## Your instructions
Copy the entries from the line with "Where can the grassy" through the line with "column 393, row 243", and only those lines, swapping "evergreen tree" for "conifer" and leaving everything else unchanged.

** Begin Recorded data **

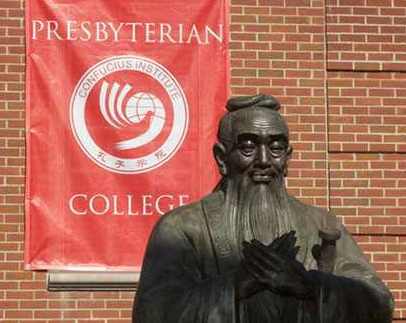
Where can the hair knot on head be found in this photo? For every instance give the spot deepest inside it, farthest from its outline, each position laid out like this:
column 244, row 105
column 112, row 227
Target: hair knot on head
column 259, row 100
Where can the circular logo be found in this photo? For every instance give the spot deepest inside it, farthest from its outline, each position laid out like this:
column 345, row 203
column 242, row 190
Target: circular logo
column 129, row 114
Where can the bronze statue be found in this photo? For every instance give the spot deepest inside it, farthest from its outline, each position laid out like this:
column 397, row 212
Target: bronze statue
column 249, row 252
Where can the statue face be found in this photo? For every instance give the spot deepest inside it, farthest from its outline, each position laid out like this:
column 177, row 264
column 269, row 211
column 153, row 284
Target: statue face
column 260, row 148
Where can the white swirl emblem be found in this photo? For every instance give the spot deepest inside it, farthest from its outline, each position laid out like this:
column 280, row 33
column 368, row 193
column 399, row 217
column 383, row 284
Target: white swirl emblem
column 153, row 102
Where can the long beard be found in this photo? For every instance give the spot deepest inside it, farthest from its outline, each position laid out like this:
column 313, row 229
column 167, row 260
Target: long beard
column 257, row 210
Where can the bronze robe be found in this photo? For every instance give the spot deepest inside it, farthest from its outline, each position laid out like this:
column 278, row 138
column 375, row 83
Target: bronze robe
column 189, row 267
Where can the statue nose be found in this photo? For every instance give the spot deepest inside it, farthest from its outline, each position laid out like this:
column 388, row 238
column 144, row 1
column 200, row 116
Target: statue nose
column 263, row 158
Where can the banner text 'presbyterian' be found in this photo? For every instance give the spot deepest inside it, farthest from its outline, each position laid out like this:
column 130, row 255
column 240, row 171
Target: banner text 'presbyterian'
column 100, row 31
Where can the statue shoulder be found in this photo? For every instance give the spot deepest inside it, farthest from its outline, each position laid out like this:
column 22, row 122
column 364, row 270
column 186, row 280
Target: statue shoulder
column 188, row 218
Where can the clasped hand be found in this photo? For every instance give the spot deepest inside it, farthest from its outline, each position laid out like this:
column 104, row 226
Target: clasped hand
column 275, row 267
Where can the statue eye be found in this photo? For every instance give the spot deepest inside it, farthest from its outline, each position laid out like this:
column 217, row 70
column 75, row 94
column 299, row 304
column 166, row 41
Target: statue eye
column 247, row 147
column 277, row 149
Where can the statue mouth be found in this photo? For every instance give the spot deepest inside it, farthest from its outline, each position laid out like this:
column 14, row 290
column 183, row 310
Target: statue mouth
column 261, row 176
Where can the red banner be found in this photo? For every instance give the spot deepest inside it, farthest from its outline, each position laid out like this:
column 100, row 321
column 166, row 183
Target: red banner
column 123, row 100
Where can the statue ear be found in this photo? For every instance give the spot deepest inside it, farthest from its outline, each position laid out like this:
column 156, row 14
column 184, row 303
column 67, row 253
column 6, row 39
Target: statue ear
column 288, row 156
column 289, row 152
column 219, row 151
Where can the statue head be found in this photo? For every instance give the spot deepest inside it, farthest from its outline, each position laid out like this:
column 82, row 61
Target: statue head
column 253, row 140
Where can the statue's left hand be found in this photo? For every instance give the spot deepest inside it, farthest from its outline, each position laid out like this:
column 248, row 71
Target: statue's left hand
column 281, row 274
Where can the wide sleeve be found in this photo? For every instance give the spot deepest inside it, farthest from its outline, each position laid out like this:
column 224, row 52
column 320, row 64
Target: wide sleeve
column 172, row 287
column 353, row 293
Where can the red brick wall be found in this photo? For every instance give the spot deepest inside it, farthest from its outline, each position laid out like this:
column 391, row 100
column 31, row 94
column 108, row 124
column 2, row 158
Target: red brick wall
column 338, row 68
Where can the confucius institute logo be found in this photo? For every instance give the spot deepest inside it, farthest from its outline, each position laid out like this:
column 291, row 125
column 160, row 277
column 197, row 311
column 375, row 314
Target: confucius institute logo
column 129, row 114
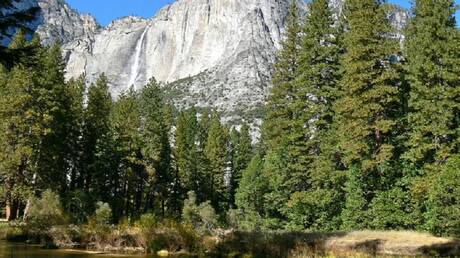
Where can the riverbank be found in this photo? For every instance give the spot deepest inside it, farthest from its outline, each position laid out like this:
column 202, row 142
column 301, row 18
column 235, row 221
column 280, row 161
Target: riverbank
column 176, row 239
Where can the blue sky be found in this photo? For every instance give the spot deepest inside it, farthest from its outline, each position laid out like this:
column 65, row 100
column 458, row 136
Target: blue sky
column 106, row 11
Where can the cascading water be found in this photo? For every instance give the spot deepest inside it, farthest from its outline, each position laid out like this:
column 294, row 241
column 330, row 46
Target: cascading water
column 137, row 59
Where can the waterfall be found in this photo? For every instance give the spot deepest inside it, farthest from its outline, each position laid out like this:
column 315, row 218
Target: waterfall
column 137, row 59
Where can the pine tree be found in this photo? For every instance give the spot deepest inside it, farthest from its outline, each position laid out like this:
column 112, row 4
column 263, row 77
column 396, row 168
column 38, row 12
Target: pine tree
column 53, row 101
column 369, row 105
column 249, row 197
column 432, row 49
column 129, row 179
column 97, row 138
column 242, row 153
column 286, row 175
column 319, row 76
column 75, row 92
column 157, row 151
column 186, row 153
column 216, row 152
column 20, row 133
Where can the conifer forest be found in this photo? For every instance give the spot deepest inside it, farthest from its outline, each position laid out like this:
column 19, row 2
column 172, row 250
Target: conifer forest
column 361, row 132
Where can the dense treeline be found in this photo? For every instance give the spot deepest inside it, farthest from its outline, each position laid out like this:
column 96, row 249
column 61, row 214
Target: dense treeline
column 361, row 132
column 87, row 147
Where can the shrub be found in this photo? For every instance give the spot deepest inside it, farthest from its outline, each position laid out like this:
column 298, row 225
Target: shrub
column 391, row 209
column 245, row 220
column 98, row 226
column 174, row 236
column 202, row 217
column 443, row 214
column 315, row 210
column 44, row 213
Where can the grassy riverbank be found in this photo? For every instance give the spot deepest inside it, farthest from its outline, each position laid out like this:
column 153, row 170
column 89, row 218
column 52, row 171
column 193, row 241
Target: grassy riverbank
column 179, row 239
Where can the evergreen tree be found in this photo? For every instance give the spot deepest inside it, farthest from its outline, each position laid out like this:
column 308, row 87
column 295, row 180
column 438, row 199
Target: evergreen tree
column 319, row 76
column 128, row 183
column 286, row 173
column 369, row 106
column 75, row 92
column 443, row 217
column 20, row 133
column 249, row 197
column 186, row 154
column 241, row 144
column 432, row 49
column 97, row 138
column 311, row 150
column 53, row 163
column 157, row 150
column 216, row 153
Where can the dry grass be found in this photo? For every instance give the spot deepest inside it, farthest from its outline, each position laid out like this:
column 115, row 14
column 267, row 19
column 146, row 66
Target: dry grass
column 341, row 244
column 393, row 243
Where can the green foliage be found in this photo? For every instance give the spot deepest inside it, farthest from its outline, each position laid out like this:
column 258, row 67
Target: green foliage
column 216, row 153
column 354, row 215
column 367, row 111
column 443, row 214
column 391, row 210
column 316, row 210
column 99, row 227
column 174, row 237
column 242, row 152
column 433, row 50
column 186, row 153
column 202, row 216
column 42, row 214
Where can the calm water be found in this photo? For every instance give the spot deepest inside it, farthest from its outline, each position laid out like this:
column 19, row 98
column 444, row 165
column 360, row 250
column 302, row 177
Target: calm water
column 9, row 250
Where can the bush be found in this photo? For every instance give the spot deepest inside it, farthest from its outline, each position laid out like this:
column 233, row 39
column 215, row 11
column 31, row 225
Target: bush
column 44, row 213
column 202, row 217
column 443, row 214
column 314, row 210
column 391, row 209
column 245, row 220
column 173, row 236
column 98, row 226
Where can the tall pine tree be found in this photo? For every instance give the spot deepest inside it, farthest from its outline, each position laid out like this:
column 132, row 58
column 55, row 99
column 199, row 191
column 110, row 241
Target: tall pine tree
column 432, row 49
column 369, row 106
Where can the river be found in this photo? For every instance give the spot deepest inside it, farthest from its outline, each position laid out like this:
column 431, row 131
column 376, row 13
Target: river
column 10, row 250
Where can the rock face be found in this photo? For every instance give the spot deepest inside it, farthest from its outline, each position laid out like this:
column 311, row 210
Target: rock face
column 208, row 53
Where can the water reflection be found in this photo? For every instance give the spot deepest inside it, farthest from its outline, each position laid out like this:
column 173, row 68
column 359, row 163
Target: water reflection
column 9, row 250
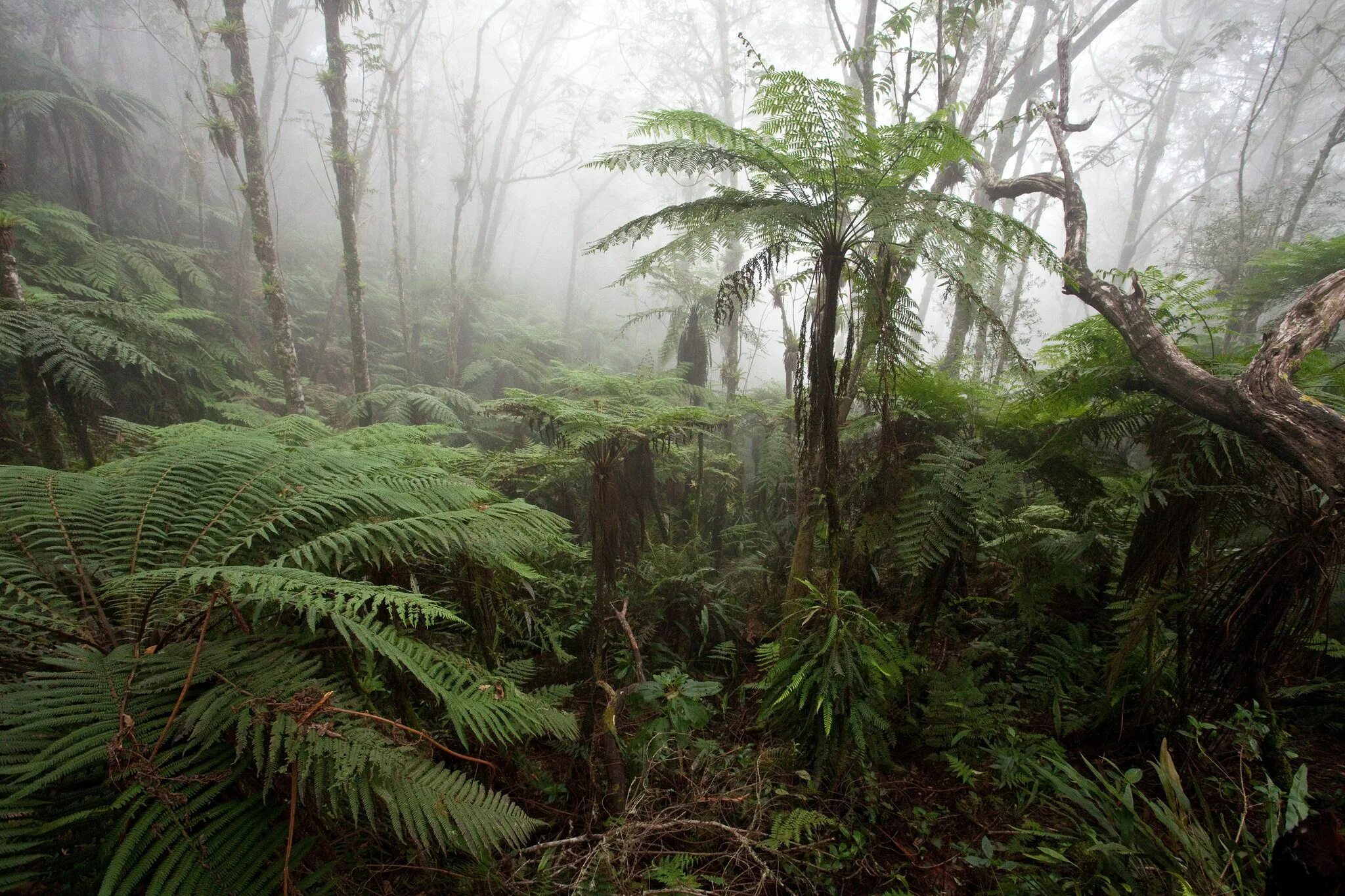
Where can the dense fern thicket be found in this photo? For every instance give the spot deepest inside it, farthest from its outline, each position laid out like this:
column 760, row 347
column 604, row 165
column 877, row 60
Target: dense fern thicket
column 541, row 614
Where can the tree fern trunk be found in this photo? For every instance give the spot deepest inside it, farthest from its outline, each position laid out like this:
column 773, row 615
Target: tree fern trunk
column 37, row 403
column 242, row 104
column 821, row 457
column 343, row 168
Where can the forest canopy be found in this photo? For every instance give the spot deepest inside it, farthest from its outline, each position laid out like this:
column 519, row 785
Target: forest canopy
column 682, row 446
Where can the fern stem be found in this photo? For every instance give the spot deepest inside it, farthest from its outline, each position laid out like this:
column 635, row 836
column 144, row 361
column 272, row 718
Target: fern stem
column 290, row 836
column 191, row 672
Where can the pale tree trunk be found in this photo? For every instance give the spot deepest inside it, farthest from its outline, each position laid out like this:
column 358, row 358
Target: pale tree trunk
column 1151, row 156
column 731, row 336
column 791, row 341
column 37, row 402
column 1334, row 139
column 347, row 202
column 963, row 314
column 242, row 104
column 412, row 174
column 821, row 457
column 280, row 12
column 393, row 129
column 1262, row 403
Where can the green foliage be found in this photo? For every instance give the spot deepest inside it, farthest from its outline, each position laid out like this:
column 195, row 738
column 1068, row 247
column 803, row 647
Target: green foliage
column 104, row 319
column 833, row 681
column 198, row 617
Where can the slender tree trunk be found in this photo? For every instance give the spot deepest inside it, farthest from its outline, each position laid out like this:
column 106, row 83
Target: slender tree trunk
column 1151, row 158
column 37, row 402
column 412, row 174
column 280, row 12
column 393, row 131
column 791, row 341
column 963, row 314
column 347, row 202
column 242, row 104
column 821, row 457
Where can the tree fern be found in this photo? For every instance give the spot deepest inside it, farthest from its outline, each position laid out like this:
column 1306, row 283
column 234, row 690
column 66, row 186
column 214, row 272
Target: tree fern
column 188, row 609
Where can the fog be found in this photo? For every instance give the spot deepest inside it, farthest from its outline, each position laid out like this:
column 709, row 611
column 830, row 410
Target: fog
column 1211, row 120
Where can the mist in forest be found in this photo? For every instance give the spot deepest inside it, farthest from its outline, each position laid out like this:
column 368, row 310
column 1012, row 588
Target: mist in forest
column 673, row 446
column 1212, row 127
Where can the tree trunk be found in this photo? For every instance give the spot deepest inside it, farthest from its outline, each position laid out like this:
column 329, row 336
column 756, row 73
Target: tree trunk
column 1152, row 155
column 1262, row 403
column 242, row 104
column 37, row 402
column 1333, row 139
column 821, row 457
column 963, row 314
column 347, row 203
column 393, row 131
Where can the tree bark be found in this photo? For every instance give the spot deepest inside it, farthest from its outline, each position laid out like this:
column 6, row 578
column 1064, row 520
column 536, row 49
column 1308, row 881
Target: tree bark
column 393, row 131
column 1262, row 403
column 37, row 402
column 347, row 202
column 1152, row 155
column 242, row 104
column 1334, row 139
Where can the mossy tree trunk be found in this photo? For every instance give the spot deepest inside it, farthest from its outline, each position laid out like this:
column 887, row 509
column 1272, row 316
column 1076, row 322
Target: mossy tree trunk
column 347, row 203
column 242, row 104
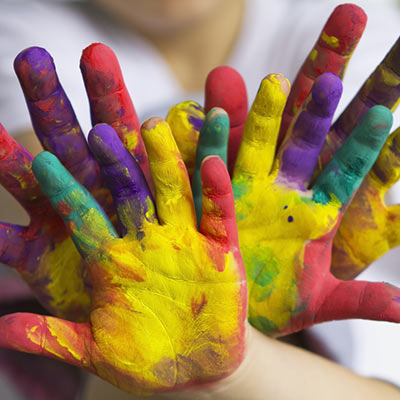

** End Recorded data **

## Exercise result
Where can the grassy riverbank be found in this photo? For every instance give the spot deepest inside it, farthest from its outline, each position laid out like this:
column 153, row 170
column 89, row 218
column 52, row 171
column 193, row 241
Target: grassy riverbank
column 179, row 239
Where can the conifer be found in this photo? For every instance give the spot deepest inside it, farthest from its outline, each position laid out like this:
column 308, row 87
column 295, row 180
column 438, row 199
Target: conifer
column 319, row 76
column 128, row 183
column 286, row 173
column 369, row 106
column 75, row 92
column 443, row 217
column 20, row 133
column 249, row 197
column 186, row 154
column 241, row 144
column 432, row 49
column 97, row 138
column 311, row 150
column 53, row 163
column 157, row 150
column 216, row 153
Where can the dry grass be found in this photo? For every instance give the spot deepest inside it, farthest from its outline, each position laid out like this:
column 115, row 14
column 267, row 19
column 146, row 66
Target: dry grass
column 341, row 244
column 393, row 243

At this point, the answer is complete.